Stated task A:
Repeat the lines of the listing verbatim, starting with the line containing "target: mountain" and going on through the end of the listing.

Text block:
━━━
The Tyndall Centre for Climate Change Research is an organisation based in the United Kingdom that brings together scientists, economists, engineers and social scientists to "research, assess and communicate from a distinct trans-disciplinary perspective, the options to mitigate, and the necessities to adapt to current climate change and continuing global warming, and to integrate these into the global, UK and local contexts of sustainable development".

The centre, named after the 19th-century Irish physicist John Tyndall and founded in 2000, has core partners of the University of East Anglia, Cardiff University, University of Manchester, Newcastle University. Fudan University joined the Tyndall Centre partnership in 2011.
━━━
Stated task B:
From the Tyndall Centre text, reproduce the passage starting with "The Tyndall Centre for" and going on through "partnership in 2011.", keeping every word and punctuation mark unchanged.

Contour labeling entries:
━━━
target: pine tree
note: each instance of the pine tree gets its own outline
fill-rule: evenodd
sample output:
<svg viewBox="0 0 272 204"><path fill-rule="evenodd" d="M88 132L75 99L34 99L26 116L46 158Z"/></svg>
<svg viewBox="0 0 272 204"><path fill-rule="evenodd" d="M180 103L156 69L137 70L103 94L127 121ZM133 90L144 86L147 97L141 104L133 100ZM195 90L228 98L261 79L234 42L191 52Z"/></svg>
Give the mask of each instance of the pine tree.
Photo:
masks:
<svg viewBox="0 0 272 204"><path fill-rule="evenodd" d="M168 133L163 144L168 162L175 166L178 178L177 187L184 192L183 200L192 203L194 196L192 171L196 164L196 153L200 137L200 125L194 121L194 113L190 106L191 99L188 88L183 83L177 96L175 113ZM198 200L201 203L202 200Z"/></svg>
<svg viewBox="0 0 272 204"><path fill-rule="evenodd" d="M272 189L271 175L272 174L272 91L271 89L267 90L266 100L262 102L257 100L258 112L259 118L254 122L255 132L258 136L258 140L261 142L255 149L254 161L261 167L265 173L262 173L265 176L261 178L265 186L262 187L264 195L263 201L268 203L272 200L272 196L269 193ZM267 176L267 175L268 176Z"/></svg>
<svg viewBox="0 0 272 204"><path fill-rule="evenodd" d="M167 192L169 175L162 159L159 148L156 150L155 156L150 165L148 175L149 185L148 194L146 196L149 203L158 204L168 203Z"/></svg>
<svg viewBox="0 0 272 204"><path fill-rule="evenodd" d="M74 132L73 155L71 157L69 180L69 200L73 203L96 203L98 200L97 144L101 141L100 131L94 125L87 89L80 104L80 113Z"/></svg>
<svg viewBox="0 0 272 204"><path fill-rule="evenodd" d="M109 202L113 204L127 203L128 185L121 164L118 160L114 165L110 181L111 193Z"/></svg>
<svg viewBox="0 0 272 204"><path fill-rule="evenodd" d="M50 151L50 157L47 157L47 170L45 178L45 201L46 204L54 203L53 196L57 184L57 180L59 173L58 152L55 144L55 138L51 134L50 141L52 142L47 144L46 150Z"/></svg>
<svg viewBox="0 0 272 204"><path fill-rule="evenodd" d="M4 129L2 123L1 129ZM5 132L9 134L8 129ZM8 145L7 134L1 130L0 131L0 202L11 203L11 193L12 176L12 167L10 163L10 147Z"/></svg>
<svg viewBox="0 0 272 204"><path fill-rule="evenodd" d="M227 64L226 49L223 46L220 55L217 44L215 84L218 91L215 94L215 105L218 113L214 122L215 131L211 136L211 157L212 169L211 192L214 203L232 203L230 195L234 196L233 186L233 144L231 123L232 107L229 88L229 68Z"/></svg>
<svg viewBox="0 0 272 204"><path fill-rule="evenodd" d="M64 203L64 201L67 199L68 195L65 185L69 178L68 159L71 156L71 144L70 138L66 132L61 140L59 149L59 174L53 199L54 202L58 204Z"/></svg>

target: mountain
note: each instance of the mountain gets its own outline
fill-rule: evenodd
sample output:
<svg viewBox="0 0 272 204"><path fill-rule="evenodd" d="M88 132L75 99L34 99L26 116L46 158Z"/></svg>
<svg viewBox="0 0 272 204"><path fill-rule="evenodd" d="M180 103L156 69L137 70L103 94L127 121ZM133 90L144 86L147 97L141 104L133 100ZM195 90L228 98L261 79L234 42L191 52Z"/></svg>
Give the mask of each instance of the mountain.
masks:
━━━
Final result A:
target: mountain
note: each instance of the mountain gets its own outline
fill-rule: evenodd
sample output:
<svg viewBox="0 0 272 204"><path fill-rule="evenodd" d="M88 132L75 99L34 99L26 116L46 158Z"/></svg>
<svg viewBox="0 0 272 204"><path fill-rule="evenodd" d="M180 103L156 69L137 70L103 94L127 121ZM133 90L144 86L147 97L141 104L133 100ZM195 90L228 98L261 79L234 42L191 52Z"/></svg>
Give the mask of each instance of the mountain.
masks:

Final result B:
The Tyndall Centre for Climate Change Research is an organisation based in the United Kingdom that brings together scientists, economists, engineers and social scientists to "research, assess and communicate from a distinct trans-disciplinary perspective, the options to mitigate, and the necessities to adapt to current climate change and continuing global warming, and to integrate these into the global, UK and local contexts of sustainable development".

The centre, named after the 19th-century Irish physicist John Tyndall and founded in 2000, has core partners of the University of East Anglia, Cardiff University, University of Manchester, Newcastle University. Fudan University joined the Tyndall Centre partnership in 2011.